» Problem statement
Give back the full set of entries exactly, keeping each line intact.

» Records supplied
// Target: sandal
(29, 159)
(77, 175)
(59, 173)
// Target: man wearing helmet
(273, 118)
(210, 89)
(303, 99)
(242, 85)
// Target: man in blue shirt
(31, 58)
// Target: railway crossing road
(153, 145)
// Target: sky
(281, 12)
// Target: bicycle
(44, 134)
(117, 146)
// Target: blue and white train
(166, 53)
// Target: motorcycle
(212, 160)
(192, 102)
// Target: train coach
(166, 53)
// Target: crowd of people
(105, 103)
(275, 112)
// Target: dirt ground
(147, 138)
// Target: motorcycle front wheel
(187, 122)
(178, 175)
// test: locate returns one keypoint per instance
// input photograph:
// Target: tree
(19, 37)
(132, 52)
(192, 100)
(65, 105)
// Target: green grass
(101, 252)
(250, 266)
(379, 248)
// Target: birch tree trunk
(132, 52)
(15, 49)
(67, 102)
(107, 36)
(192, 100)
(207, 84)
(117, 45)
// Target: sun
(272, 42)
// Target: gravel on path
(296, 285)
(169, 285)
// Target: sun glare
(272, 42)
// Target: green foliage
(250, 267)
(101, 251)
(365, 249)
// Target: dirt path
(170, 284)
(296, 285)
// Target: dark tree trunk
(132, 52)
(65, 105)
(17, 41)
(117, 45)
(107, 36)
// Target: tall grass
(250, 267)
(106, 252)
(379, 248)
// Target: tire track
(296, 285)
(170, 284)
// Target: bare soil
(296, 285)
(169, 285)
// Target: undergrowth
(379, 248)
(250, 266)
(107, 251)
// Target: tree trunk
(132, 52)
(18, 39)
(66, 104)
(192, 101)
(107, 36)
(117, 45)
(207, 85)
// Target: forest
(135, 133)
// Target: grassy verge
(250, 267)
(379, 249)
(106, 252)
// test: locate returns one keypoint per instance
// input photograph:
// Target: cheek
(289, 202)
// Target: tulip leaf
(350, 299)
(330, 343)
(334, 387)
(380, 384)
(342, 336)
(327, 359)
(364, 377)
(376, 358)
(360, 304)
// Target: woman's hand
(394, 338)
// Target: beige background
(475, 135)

» The answer
// Target: sandal
(29, 159)
(77, 175)
(59, 173)
// Target: man wearing helmet
(273, 118)
(210, 89)
(303, 99)
(242, 85)
// Target: man in blue shirt
(31, 58)
// Target: railway crossing road
(153, 145)
// Target: sky
(281, 12)
// Target: bicycle
(44, 134)
(117, 146)
// Target: blue and white train
(166, 53)
// Target: motorcycle
(212, 160)
(192, 102)
// Target: train coach
(166, 53)
// Target: crowd of people
(105, 103)
(275, 112)
// Target: dirt ground
(147, 138)
// Target: motorcycle front wheel
(187, 122)
(178, 175)
// test: locate returns one keypoint per instance
// input photograph:
// Target: tree
(19, 37)
(132, 52)
(192, 100)
(65, 105)
// Target: green grass
(101, 252)
(250, 266)
(379, 248)
// Target: birch tree trunk
(132, 52)
(15, 49)
(67, 102)
(107, 36)
(192, 100)
(207, 84)
(117, 45)
// Target: sun
(272, 42)
// Target: gravel on path
(296, 285)
(169, 285)
// Target: sun glare
(272, 42)
// Target: green foliage
(250, 267)
(101, 251)
(365, 249)
// Target: dirt path
(170, 284)
(296, 285)
// Target: dark tree trunk
(132, 52)
(65, 105)
(17, 41)
(117, 45)
(107, 36)
// Target: tall grass
(250, 267)
(106, 252)
(379, 248)
// Target: tire track
(296, 285)
(170, 284)
// Target: bare soil
(296, 285)
(169, 285)
// Target: undergrowth
(379, 248)
(250, 266)
(107, 251)
// Target: tree trunk
(132, 52)
(18, 39)
(66, 104)
(192, 101)
(107, 36)
(117, 45)
(207, 85)
// Target: forest
(135, 133)
// Target: grassy verge
(250, 267)
(379, 249)
(106, 252)
// test: locate returns one keypoint per instance
// input photograph:
// Target: cheek
(289, 202)
// Target: tulip leaf
(350, 299)
(330, 343)
(334, 387)
(380, 384)
(342, 336)
(327, 359)
(364, 377)
(376, 358)
(360, 304)
// Target: woman's hand
(394, 338)
// Target: beige background
(475, 135)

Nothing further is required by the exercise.